* _Do this_: Give everything from the start of the entries down through the line containing "[[[174,238],[175,248],[181,248],[182,239],[179,237]]]" as a numbered list. Skip any blank lines and leave the pictures out.

** Start Source records **

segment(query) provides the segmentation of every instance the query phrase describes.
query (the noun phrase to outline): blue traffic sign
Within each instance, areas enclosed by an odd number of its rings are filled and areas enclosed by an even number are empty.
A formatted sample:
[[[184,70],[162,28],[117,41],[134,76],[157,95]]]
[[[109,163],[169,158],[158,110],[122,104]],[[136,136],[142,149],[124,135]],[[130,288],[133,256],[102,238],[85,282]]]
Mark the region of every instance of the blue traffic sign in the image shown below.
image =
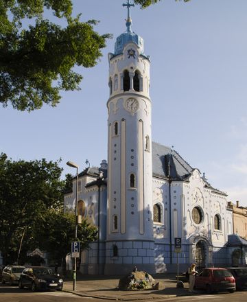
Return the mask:
[[[174,238],[175,248],[181,248],[182,239],[179,237]]]
[[[72,253],[80,253],[80,244],[78,241],[75,241],[71,243],[71,252]]]

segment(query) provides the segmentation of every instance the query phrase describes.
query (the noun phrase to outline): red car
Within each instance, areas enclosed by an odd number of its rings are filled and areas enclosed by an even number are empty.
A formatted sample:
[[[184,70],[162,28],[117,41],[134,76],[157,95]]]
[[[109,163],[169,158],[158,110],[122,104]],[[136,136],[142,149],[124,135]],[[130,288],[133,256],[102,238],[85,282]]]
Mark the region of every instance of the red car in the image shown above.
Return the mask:
[[[225,268],[206,268],[196,277],[195,289],[205,290],[208,293],[218,291],[233,292],[236,290],[233,275]]]

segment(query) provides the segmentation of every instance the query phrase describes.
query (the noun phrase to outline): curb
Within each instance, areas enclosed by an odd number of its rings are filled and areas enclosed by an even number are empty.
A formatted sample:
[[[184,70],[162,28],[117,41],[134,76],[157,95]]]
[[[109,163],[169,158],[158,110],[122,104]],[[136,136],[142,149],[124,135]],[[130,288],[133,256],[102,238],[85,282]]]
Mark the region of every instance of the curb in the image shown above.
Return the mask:
[[[137,301],[137,300],[156,300],[156,299],[169,299],[169,298],[175,298],[177,297],[176,294],[164,294],[161,295],[161,297],[137,297],[137,298],[117,298],[117,297],[108,297],[108,296],[95,296],[93,294],[84,294],[83,292],[75,292],[71,290],[62,290],[64,292],[69,292],[71,294],[75,294],[77,296],[80,297],[85,297],[88,298],[94,298],[94,299],[104,299],[104,300],[113,300],[113,301]]]

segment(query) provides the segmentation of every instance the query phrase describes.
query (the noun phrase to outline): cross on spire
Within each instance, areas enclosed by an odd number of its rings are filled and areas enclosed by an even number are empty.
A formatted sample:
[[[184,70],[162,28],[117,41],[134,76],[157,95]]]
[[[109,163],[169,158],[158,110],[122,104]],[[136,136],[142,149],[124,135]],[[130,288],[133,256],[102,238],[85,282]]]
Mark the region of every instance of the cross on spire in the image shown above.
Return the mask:
[[[131,32],[131,18],[130,18],[130,8],[131,6],[134,6],[134,3],[130,3],[130,0],[127,0],[128,2],[126,3],[124,3],[123,6],[126,6],[128,9],[128,17],[126,19],[126,27],[127,32]]]

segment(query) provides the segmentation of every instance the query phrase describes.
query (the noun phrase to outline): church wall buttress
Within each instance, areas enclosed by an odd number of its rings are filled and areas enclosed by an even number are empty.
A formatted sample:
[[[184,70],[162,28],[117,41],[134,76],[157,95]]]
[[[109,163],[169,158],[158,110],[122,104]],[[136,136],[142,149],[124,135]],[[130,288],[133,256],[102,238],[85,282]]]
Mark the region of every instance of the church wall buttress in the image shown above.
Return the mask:
[[[121,233],[126,233],[126,121],[121,121]]]

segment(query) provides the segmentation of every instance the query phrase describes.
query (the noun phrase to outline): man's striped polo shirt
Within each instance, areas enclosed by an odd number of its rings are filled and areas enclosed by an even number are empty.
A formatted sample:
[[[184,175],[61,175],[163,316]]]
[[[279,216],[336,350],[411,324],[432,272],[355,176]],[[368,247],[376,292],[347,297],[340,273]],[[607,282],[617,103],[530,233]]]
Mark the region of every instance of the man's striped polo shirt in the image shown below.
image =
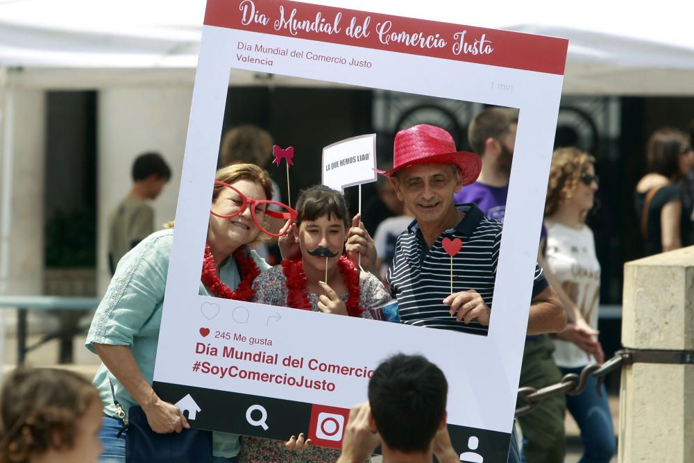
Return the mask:
[[[396,243],[395,257],[386,280],[403,321],[410,325],[455,330],[486,336],[487,327],[476,321],[466,325],[451,317],[441,301],[450,294],[450,256],[443,238],[459,238],[463,246],[453,257],[453,292],[474,289],[490,308],[496,278],[502,223],[487,219],[475,204],[457,206],[465,212],[460,223],[445,230],[429,249],[416,221]],[[532,296],[548,286],[544,273],[535,267]]]

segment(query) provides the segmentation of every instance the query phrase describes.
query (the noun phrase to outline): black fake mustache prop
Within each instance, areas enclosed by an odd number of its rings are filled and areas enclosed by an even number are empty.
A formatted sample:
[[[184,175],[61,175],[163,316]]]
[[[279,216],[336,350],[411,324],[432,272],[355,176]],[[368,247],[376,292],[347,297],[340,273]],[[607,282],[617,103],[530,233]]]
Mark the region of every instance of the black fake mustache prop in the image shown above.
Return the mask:
[[[323,248],[320,246],[313,251],[309,251],[308,253],[311,255],[316,255],[321,258],[336,258],[339,255],[339,253],[333,253],[330,251],[330,248]]]

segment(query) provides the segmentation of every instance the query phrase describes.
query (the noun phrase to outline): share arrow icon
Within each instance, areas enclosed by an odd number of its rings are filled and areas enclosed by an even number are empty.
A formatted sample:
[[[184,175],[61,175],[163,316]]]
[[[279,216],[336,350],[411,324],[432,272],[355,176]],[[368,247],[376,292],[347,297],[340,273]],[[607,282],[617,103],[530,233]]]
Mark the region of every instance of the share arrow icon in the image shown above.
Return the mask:
[[[195,401],[193,400],[189,394],[186,394],[185,397],[174,405],[180,409],[181,413],[185,413],[185,411],[187,410],[189,420],[194,420],[195,415],[198,412],[201,411],[200,407],[195,403]]]
[[[270,315],[267,317],[267,323],[265,323],[265,326],[269,326],[271,321],[279,321],[282,319],[282,317],[280,315],[280,312],[277,312],[274,315]]]

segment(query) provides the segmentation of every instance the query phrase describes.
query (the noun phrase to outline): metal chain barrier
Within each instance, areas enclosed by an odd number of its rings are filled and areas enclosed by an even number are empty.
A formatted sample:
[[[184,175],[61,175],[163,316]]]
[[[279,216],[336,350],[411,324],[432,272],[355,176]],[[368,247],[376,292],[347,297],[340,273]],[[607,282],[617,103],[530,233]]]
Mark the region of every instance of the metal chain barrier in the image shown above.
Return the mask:
[[[552,396],[558,396],[566,394],[569,396],[577,396],[583,392],[586,389],[586,384],[588,382],[589,376],[592,376],[598,380],[598,394],[602,395],[600,387],[604,382],[605,376],[610,372],[620,368],[622,366],[622,361],[625,358],[629,357],[631,353],[623,349],[615,353],[614,357],[607,360],[602,364],[591,363],[586,365],[580,374],[570,373],[564,375],[559,382],[545,386],[541,389],[536,389],[525,386],[518,388],[518,398],[527,402],[524,405],[516,409],[516,416],[520,416],[528,413],[531,413],[540,405],[542,399]]]

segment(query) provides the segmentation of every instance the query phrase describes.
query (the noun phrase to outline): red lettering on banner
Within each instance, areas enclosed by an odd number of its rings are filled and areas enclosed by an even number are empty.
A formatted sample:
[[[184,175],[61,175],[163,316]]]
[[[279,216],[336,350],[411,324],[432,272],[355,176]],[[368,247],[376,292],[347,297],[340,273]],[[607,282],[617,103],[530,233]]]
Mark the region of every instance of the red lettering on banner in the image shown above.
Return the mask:
[[[288,0],[208,0],[205,24],[559,75],[568,47],[566,39]]]

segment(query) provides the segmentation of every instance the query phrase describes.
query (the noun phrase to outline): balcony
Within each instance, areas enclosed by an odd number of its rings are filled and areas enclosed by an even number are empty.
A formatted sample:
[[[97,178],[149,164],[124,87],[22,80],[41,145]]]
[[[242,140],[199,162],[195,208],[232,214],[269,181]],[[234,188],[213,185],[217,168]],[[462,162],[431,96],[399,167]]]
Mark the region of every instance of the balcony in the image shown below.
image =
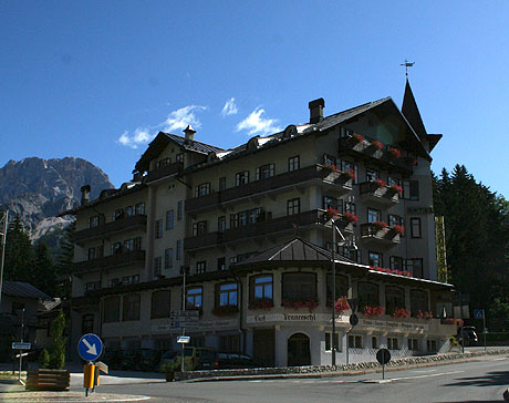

** End Source records **

* _Written response_:
1. segment(query) provides the segmentation of every instance the query phrase describes.
2. query (the noun phrase to outline): blue traffic sign
3. Within each instance, areas enclosed by an odd number of its rings are filled and areas enclosed by an even number are empty.
4. A formatted sample:
5. [[[184,70],[162,28],[117,41],[134,76],[157,95]]]
6. [[[109,163],[169,158],[158,110],[122,104]],[[136,136],[142,149],[124,135]],[[130,288],[133,256],[102,238],[85,282]]]
7. Mark the region of every instance of the blue traffic sign in the image shown below.
8. image =
9. Return the mask:
10. [[[174,238],[175,248],[181,248],[182,239],[179,237]]]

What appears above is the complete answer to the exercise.